Images excluded, repeat each entry below exactly.

Position annotation records
-*-
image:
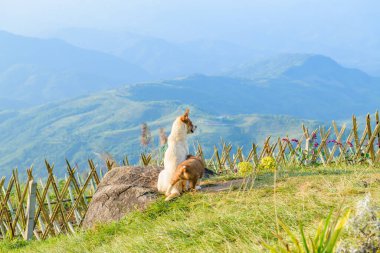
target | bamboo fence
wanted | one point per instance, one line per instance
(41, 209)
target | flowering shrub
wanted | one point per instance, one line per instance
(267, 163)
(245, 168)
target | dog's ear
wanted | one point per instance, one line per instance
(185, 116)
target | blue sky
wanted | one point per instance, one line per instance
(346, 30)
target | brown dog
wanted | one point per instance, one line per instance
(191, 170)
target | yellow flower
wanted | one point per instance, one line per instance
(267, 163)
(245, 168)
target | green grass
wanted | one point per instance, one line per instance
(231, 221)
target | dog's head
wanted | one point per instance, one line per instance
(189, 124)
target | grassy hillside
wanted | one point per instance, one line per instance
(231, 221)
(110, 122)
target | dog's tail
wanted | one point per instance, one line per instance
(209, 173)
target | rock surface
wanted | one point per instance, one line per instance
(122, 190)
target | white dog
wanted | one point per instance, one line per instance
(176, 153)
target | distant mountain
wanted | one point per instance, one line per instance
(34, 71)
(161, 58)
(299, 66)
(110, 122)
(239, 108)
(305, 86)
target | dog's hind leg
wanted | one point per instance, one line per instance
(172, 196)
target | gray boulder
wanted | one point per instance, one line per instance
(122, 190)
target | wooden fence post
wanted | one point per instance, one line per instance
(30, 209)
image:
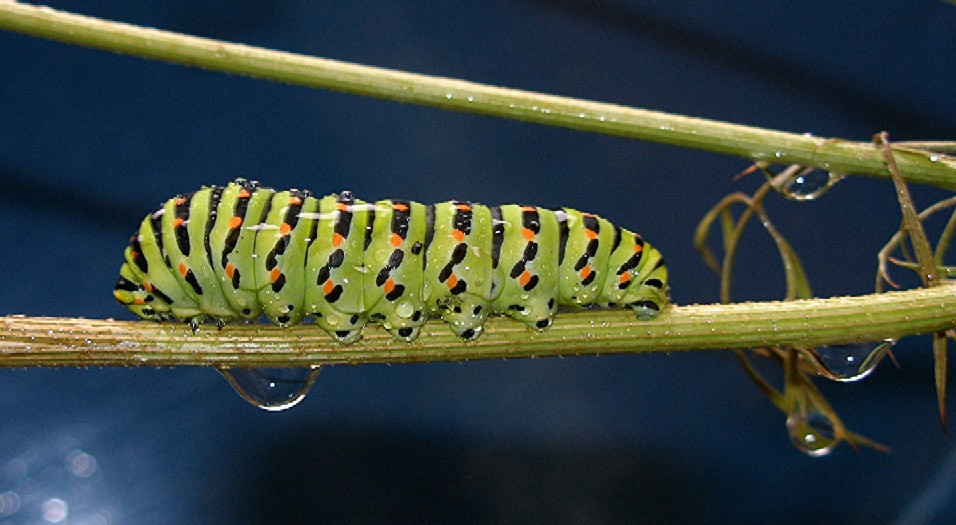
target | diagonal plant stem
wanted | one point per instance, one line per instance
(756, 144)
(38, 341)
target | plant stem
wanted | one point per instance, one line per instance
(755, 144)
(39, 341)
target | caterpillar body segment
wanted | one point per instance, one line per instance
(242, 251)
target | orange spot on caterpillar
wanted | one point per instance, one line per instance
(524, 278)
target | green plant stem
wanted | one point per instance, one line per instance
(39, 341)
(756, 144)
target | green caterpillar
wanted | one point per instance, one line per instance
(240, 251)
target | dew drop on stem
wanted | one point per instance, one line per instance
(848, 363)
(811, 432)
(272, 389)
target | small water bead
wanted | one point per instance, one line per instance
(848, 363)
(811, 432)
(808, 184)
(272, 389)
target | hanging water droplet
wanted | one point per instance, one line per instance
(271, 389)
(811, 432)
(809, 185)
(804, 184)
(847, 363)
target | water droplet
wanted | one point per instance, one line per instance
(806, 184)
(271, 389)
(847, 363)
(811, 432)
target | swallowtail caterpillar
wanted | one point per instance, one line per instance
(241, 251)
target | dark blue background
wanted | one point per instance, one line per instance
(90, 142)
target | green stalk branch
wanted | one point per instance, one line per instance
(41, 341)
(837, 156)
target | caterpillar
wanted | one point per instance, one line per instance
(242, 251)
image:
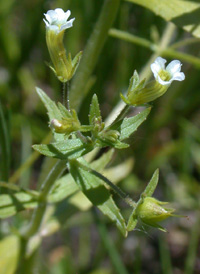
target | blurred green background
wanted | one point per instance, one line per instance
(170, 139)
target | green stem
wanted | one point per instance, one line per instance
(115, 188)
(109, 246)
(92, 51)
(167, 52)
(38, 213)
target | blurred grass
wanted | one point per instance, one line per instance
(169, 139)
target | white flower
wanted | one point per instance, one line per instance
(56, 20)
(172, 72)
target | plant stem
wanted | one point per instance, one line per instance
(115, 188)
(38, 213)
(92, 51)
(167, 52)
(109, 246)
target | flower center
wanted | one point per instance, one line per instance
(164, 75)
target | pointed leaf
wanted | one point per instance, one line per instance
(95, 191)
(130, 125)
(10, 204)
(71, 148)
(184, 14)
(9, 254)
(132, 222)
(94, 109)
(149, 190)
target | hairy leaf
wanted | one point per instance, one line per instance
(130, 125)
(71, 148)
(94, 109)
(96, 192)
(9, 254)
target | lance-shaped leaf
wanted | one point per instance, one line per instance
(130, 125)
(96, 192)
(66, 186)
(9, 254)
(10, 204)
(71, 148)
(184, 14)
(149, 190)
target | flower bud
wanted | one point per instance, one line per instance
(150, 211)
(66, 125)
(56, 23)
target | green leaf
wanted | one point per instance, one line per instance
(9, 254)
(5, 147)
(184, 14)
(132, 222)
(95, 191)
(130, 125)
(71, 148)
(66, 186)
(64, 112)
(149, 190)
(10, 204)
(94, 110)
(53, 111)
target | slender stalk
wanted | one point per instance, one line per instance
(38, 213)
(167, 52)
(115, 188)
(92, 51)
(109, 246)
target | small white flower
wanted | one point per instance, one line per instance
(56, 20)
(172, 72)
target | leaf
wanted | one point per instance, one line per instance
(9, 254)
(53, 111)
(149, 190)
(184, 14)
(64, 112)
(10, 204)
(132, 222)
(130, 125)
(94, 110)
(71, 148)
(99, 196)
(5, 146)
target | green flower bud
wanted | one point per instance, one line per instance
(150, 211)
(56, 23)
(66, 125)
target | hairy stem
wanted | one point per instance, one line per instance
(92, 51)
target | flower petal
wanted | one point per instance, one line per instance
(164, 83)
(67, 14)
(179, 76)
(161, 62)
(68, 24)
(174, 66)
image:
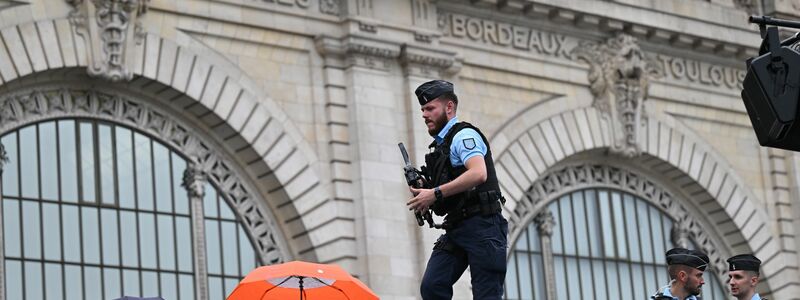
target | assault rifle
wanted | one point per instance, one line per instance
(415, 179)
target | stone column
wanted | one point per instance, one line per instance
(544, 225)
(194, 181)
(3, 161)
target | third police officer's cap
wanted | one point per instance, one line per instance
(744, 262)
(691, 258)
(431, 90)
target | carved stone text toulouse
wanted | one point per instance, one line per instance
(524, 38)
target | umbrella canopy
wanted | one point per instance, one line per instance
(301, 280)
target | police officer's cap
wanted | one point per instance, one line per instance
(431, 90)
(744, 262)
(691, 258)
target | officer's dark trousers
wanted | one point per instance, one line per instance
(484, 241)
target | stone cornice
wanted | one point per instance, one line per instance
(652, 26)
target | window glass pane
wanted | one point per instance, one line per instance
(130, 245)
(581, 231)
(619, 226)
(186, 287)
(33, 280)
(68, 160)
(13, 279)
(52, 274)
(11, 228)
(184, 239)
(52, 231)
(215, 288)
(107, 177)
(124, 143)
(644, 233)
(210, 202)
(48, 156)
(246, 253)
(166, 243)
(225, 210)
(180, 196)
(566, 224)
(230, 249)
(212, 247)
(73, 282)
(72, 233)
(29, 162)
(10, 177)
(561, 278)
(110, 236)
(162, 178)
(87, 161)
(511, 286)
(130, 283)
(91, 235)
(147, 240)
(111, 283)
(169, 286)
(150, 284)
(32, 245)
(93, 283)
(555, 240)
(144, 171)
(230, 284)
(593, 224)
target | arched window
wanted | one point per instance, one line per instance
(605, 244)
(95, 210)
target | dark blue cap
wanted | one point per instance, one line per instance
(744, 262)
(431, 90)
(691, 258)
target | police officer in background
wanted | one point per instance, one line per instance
-*-
**Task output**
image:
target | bamboo fence
wanted | one point per instance, one line per instance
(41, 209)
target | flowering shrub
wanted | one point per instance, one line per instance
(267, 163)
(245, 168)
target | dog's ear
wanted | one point per instance, one line per instance
(185, 116)
target | blue sky
wanted | one point per instance, one line per instance
(346, 30)
target | brown dog
wanted | one point per instance, one line per instance
(191, 170)
target | yellow flower
wanted | one point per instance, one line per instance
(267, 163)
(245, 168)
target | green grass
wanted | one point per instance, one line per instance
(231, 221)
target | dog's head
wanted | one point per instance, one line per instance
(189, 124)
target | grassy hillside
wanted | one point per instance, one line per instance
(231, 221)
(110, 122)
target | dog's tail
wanted | one point per instance, one line per instance
(209, 173)
target | rock surface
wanted | one point per instance, one line per instance
(122, 190)
target | white dog
wanted | one point per instance, one line per instance
(176, 153)
target | distant mountain
wanted | one point per instance, one line per instance
(34, 71)
(161, 58)
(299, 66)
(110, 122)
(239, 108)
(305, 86)
target | dog's hind leg
wanted | one point per instance, one line per instance
(172, 196)
target | gray boulder
wanted | one point per instance, one line per instance
(122, 190)
target | wooden fence post
wanted | one point per instance, one line per instance
(30, 209)
image:
target | diagonal plant stem
wanted | one point per instance, one line per instance
(756, 144)
(38, 341)
target | plant stem
wanted | one point per instance, one line per instance
(755, 144)
(39, 341)
target | caterpillar body segment
wanted | one point per instance, one line per instance
(242, 251)
target | orange spot on caterpillar
wanted | one point per instance, one line per instance
(524, 278)
target | green plant stem
wanted | one point per instance, one line per instance
(39, 341)
(756, 144)
target | green caterpillar
wanted | one point per instance, one line per instance
(240, 251)
target | dew drop on stem
wanted | one point per instance, one line per instance
(848, 363)
(811, 432)
(272, 389)
target | small water bead
wanted | one point per instance, one line per instance
(848, 363)
(811, 432)
(808, 184)
(272, 389)
target | hanging water droplet
wanted | one point per instance, one line per instance
(271, 389)
(811, 432)
(809, 185)
(804, 184)
(847, 363)
target | water droplet
wanted | one point per instance, one line per instance
(806, 184)
(271, 389)
(847, 363)
(811, 432)
target | swallowtail caterpillar
wanted | one point per instance, one line per instance
(241, 251)
target | dark blue background
wanted | one point per instance, one line per instance
(90, 142)
target | green stalk branch
wanted | one point per instance, one line per instance
(41, 341)
(837, 156)
target | caterpillar
wanted | one point per instance, one line per instance
(242, 251)
image:
target | blurred green background
wanted | one point per instance, one line per instance
(170, 139)
target | green stem
wanted | one point per instance, one line per instance
(115, 188)
(109, 246)
(92, 51)
(167, 52)
(38, 213)
target | blurred grass
wanted | one point per instance, one line per instance
(169, 139)
target | white flower
wanted | one point per instance, one line per instance
(56, 20)
(172, 72)
target | plant stem
wanted | one point per instance, one line per instance
(115, 188)
(38, 213)
(92, 51)
(167, 52)
(109, 246)
target | flower center
wanted | one point per instance, one line per instance
(164, 75)
target | pointed leaf
wanted | one point per instance, one line per instance
(95, 191)
(130, 125)
(10, 204)
(71, 148)
(184, 14)
(9, 254)
(132, 222)
(94, 109)
(149, 190)
target | hairy leaf
wanted | one point per instance, one line per instance
(130, 125)
(71, 148)
(94, 109)
(96, 192)
(9, 254)
target | lance-shaped leaf
wanted | one point per instance, one line per instance
(130, 125)
(96, 192)
(66, 186)
(9, 254)
(10, 204)
(71, 148)
(184, 14)
(149, 190)
target | flower bud
wanted | one point per instance, one line per instance
(150, 211)
(66, 125)
(56, 23)
target | green leaf
wanted | one point per instance, one line per instance
(9, 254)
(5, 147)
(184, 14)
(132, 222)
(95, 191)
(130, 125)
(71, 148)
(66, 186)
(64, 112)
(149, 190)
(10, 204)
(94, 110)
(53, 111)
target | slender stalk
wanted | one point per instance, one line per instance
(38, 213)
(167, 52)
(115, 188)
(92, 51)
(109, 246)
target | small white flower
wanted | one point per instance, one line per instance
(56, 20)
(172, 72)
target | leaf
wanted | one point per instance, one line per instance
(9, 254)
(53, 111)
(149, 190)
(184, 14)
(64, 112)
(10, 204)
(132, 222)
(130, 125)
(94, 110)
(71, 148)
(99, 196)
(5, 146)
target | green flower bud
wanted | one point per instance, one line per instance
(150, 211)
(56, 23)
(66, 125)
target | hairy stem
wanted | one point per instance, one line per instance
(92, 51)
target | flower petal
wanted | one point per instance, one line per instance
(164, 83)
(67, 14)
(179, 76)
(161, 62)
(68, 24)
(174, 66)
image:
target | assault rifle
wanted | one point per instance, one line per instance
(415, 179)
target | stone column
wanted | one point per instance, one line per instance
(544, 225)
(194, 181)
(3, 161)
target | third police officer's cap
wanted | one point per instance, one line per instance
(744, 262)
(691, 258)
(431, 90)
target | carved stone text toulouse
wanted | one point per instance, one line per instance
(524, 38)
target | umbrella canopy
wanted | one point per instance, one line per instance
(301, 280)
target | police officer's cap
wanted | one point per instance, one line per instance
(431, 90)
(744, 262)
(691, 258)
target | officer's dark trousers
wanted | one point per instance, one line per instance
(484, 241)
target | stone cornice
wanted | one point per instance, one line per instance
(652, 26)
target | window glass pane
wanted | one point per instance, one line per instance
(130, 245)
(581, 231)
(619, 226)
(186, 287)
(33, 280)
(68, 160)
(13, 279)
(52, 274)
(11, 228)
(184, 239)
(52, 231)
(215, 288)
(107, 177)
(124, 143)
(644, 233)
(210, 202)
(48, 156)
(246, 253)
(166, 243)
(225, 210)
(180, 196)
(566, 224)
(230, 249)
(212, 247)
(73, 282)
(72, 233)
(29, 162)
(10, 177)
(561, 278)
(110, 236)
(162, 178)
(87, 161)
(511, 286)
(130, 283)
(91, 235)
(147, 240)
(111, 283)
(169, 286)
(150, 284)
(32, 245)
(93, 283)
(555, 240)
(144, 171)
(230, 284)
(593, 224)
target | arched window
wanted | one point per instance, one line per instance
(605, 244)
(95, 210)
target | dark blue cap
wanted | one point per instance, one line per instance
(744, 262)
(431, 90)
(691, 258)
target | police officer in background
wanted | one point per instance, one line per instance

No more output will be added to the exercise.